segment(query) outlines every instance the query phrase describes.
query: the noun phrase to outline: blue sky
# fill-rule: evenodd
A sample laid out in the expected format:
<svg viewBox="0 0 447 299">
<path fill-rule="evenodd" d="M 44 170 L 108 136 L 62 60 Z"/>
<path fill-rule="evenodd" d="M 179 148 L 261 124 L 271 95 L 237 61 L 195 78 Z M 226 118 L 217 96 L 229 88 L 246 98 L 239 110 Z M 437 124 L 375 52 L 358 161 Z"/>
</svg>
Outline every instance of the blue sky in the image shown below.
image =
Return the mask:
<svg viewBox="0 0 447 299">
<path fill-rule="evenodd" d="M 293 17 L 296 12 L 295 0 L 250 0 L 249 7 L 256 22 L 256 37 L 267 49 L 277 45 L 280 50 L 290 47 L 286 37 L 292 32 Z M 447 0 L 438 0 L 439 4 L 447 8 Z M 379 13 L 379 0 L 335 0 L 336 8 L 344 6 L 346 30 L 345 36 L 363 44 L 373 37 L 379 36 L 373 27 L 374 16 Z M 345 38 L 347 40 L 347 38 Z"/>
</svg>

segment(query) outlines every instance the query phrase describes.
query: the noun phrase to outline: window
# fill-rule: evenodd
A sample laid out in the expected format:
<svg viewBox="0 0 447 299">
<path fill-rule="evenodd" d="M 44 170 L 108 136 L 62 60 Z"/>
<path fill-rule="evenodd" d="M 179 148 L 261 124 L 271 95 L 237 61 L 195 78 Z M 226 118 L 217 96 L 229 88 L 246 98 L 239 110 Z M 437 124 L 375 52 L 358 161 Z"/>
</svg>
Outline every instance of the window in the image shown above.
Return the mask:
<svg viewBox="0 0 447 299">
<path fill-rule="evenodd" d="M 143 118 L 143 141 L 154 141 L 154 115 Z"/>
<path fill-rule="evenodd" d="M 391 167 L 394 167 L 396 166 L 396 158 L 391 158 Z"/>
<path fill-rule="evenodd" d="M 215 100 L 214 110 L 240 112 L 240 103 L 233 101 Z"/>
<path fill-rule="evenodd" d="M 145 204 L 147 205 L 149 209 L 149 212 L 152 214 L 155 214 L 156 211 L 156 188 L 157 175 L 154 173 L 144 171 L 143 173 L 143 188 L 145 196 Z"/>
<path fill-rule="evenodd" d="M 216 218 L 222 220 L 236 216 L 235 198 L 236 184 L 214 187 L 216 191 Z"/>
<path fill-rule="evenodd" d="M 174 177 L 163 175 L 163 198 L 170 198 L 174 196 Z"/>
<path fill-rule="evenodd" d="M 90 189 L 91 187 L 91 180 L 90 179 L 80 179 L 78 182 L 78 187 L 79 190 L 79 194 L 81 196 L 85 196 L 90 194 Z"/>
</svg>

───

INSTRUCTIONS TO FOLLOW: Return all of the entries word for word.

COMPLETE ANSWER:
segment(query) outlines every instance the query phrase describes.
query: the noun phrase to outline: blue sky
# fill-rule: evenodd
A sample laid out in the expected format:
<svg viewBox="0 0 447 299">
<path fill-rule="evenodd" d="M 44 170 L 108 136 L 62 60 Z"/>
<path fill-rule="evenodd" d="M 179 148 L 261 124 L 271 95 L 237 61 L 195 78 Z M 226 118 L 217 96 L 229 88 L 246 98 L 239 110 Z M 437 124 L 375 52 L 358 161 Z"/>
</svg>
Outline every instance of the blue sky in the image shown below.
image =
Return the mask:
<svg viewBox="0 0 447 299">
<path fill-rule="evenodd" d="M 293 17 L 296 12 L 295 0 L 250 0 L 249 7 L 256 22 L 256 37 L 267 49 L 277 45 L 280 50 L 290 47 L 286 37 L 292 32 Z M 447 0 L 438 0 L 439 4 L 447 8 Z M 379 13 L 379 0 L 335 0 L 336 8 L 344 6 L 346 30 L 345 36 L 363 44 L 373 37 L 379 36 L 373 27 L 374 16 Z M 345 38 L 347 40 L 347 38 Z"/>
</svg>

segment(query) outlines every instance the query phrase describes.
query: the noun phrase to outline: window
# fill-rule: evenodd
A sample laid out in the expected format:
<svg viewBox="0 0 447 299">
<path fill-rule="evenodd" d="M 44 170 L 108 136 L 62 60 Z"/>
<path fill-rule="evenodd" d="M 179 148 L 261 124 L 271 95 L 237 61 L 195 78 Z M 226 118 L 217 96 L 229 88 L 246 98 L 239 110 Z M 437 124 L 375 52 L 358 161 Z"/>
</svg>
Outline every instance of the window in the image shown above.
Return the mask:
<svg viewBox="0 0 447 299">
<path fill-rule="evenodd" d="M 143 118 L 143 141 L 154 141 L 154 115 Z"/>
<path fill-rule="evenodd" d="M 391 167 L 394 167 L 396 166 L 396 158 L 391 158 Z"/>
<path fill-rule="evenodd" d="M 215 100 L 214 110 L 240 112 L 240 103 L 233 101 Z"/>
<path fill-rule="evenodd" d="M 145 204 L 147 205 L 149 209 L 149 212 L 152 214 L 155 214 L 156 211 L 156 188 L 157 175 L 154 173 L 144 171 L 143 173 L 143 188 L 145 196 Z"/>
<path fill-rule="evenodd" d="M 216 218 L 222 220 L 236 216 L 235 198 L 236 184 L 214 187 L 216 191 Z"/>
<path fill-rule="evenodd" d="M 174 177 L 163 175 L 163 198 L 170 198 L 174 196 Z"/>
<path fill-rule="evenodd" d="M 90 189 L 91 187 L 91 180 L 90 179 L 80 179 L 78 182 L 78 187 L 79 190 L 79 194 L 81 196 L 85 196 L 90 194 Z"/>
</svg>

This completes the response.